▶ TASK LIST:
1 > Copy the passage on the vaping bill word for word, from "In Queensland, vaping" up to and including "no Constitutional authority.".
2 > Carry on the passage on the vaping bill from its last sentence.

▶ SOURCE PASSAGE:
--------

I note the bill amends the poison schedule, to downgrade vapes from schedule 4 to schedule 3, and adds conditions to their use in that listing. When I tried to do exactly the same thing—to downgrade medical cannabis and add conditions to that listing—I was told, ‘That’s a very strange thing to do,’ and my bill was not supported, in part because of that. Now they’re doing the very same thing that they said was very strange.
In Queensland, vaping products with or without nicotine are illegal unless on prescription. Vapes are subject to the same laws as cigarettes or tobacco products as to where they can be used and the circumstances in which they can be purchased. Queensland law right now prevents children under 16 accessing or using a vape. Personal health and child welfare are rightly the responsibility of the states. Yet, once again, this government seeks to increase its powers in areas where it has no Constitutional authority.
This bill amends the Therapeutic Goods Act 1989 and the Customs Act 1901 to limit the importation, domestic manufacture, supply, commercial and private possession, and advertising of non-therapeutic and disposable vaping goods. Over-the-counter sales at chemists will be permitted, and access to children under 18 will be via the Special Access Scheme. There are substantial differences in how possession for personal use and commercial use are handled, yet the bill does not specify this threshold, which will come later in regulation that we haven’t seen. Too much of this bill will come later in regulations. The government is asking us to trust their judgement on a bill that is a litany of bad judgement. The bill defines a vape as ‘anything that’s held out to be a vape’. It explicitly excludes the need for a lab analysis to prove that the item is in fact a vape. Much of the bill goes into the licensing arrangements for importation, manufacture, distribution and possession.

--------

(Records from a dataset)
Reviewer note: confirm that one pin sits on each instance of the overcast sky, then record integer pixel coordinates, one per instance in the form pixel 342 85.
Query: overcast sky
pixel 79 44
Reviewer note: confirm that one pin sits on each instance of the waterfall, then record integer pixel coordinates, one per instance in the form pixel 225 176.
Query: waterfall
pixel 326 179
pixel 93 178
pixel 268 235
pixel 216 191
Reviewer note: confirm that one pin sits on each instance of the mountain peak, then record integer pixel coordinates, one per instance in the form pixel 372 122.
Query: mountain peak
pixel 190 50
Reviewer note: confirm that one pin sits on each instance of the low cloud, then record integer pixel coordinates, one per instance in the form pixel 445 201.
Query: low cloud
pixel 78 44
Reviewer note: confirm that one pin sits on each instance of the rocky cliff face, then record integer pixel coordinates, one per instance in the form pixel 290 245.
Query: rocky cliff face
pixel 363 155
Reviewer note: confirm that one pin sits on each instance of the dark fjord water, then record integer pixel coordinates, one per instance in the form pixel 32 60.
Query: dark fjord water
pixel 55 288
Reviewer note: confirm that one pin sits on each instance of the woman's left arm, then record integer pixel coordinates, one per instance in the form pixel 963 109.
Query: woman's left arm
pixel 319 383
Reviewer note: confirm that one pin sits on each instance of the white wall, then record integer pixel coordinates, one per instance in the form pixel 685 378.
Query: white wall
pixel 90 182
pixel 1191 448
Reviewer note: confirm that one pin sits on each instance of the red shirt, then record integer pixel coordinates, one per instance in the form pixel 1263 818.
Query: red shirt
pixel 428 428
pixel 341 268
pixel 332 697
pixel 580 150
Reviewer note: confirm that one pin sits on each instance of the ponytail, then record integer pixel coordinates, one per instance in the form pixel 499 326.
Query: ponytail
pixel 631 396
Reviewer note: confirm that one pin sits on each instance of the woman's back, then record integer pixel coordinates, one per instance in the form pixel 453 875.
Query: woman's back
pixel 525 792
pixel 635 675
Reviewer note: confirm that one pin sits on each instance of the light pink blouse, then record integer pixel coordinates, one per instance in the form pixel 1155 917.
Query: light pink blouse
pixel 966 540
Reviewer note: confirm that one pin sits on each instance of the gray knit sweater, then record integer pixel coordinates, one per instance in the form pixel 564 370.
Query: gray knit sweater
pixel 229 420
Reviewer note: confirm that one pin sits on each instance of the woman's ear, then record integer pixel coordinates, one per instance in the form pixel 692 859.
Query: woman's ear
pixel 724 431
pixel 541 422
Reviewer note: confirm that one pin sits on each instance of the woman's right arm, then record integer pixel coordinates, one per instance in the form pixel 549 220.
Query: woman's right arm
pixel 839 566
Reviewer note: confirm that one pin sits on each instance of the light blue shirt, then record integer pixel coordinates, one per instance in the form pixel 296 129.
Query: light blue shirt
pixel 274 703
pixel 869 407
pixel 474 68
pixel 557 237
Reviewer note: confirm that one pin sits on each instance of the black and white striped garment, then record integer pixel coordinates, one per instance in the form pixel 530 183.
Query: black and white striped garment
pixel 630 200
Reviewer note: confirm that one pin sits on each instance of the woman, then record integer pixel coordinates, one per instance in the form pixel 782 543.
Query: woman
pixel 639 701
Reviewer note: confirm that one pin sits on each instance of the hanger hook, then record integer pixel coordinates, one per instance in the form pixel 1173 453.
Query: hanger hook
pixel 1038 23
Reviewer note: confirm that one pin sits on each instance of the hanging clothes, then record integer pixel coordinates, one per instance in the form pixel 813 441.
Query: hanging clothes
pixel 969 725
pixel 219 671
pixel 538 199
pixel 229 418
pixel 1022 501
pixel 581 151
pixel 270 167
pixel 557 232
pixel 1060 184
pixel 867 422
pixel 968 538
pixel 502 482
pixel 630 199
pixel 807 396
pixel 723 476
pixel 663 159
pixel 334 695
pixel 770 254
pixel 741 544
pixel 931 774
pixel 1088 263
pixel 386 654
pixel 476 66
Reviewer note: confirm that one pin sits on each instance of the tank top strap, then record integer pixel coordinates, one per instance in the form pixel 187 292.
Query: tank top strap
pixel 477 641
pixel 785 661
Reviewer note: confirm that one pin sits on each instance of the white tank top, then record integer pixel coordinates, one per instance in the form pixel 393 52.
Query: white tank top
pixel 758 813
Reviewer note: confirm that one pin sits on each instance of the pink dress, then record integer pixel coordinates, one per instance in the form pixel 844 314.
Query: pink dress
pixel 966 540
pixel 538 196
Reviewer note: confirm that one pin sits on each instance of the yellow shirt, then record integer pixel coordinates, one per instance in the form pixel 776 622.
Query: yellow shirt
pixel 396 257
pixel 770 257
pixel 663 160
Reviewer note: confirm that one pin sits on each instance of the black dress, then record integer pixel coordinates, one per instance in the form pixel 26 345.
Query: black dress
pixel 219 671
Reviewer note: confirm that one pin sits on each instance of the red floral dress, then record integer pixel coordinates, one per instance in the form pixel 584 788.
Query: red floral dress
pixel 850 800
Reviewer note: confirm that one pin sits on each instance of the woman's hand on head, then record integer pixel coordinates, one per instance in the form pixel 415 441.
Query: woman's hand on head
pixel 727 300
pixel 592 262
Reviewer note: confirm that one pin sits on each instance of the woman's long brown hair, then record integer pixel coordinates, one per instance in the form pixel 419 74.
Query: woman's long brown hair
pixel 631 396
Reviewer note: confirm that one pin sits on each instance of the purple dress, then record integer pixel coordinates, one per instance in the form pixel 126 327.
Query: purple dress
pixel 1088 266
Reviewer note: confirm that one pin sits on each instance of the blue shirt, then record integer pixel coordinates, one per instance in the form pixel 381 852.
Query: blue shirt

--------

▶ EXERCISE RESULTS:
1 >
In Queensland, vaping products with or without nicotine are illegal unless on prescription. Vapes are subject to the same laws as cigarettes or tobacco products as to where they can be used and the circumstances in which they can be purchased. Queensland law right now prevents children under 16 accessing or using a vape. Personal health and child welfare are rightly the responsibility of the states. Yet, once again, this government seeks to increase its powers in areas where it has no Constitutional authority.

2 >
The bill was developed after supposed consultation, yet the government’s reaching out to selected friends in the health industry who share the same commercial interests as informed this bill is not consultation. It’s an echo chamber of self-interest, as the substantial last-minute amendments now prove. Everyday Australians were not permitted to make a confidential submission. Their submissions had to be public and accompanied by a declaration of interests—something very few witnesses felt comfortable doing. In particular, this prevented personal stories of how vaping helped defeat a smoking or other addiction and weighted submissions towards self-interested corporate health providers and charities.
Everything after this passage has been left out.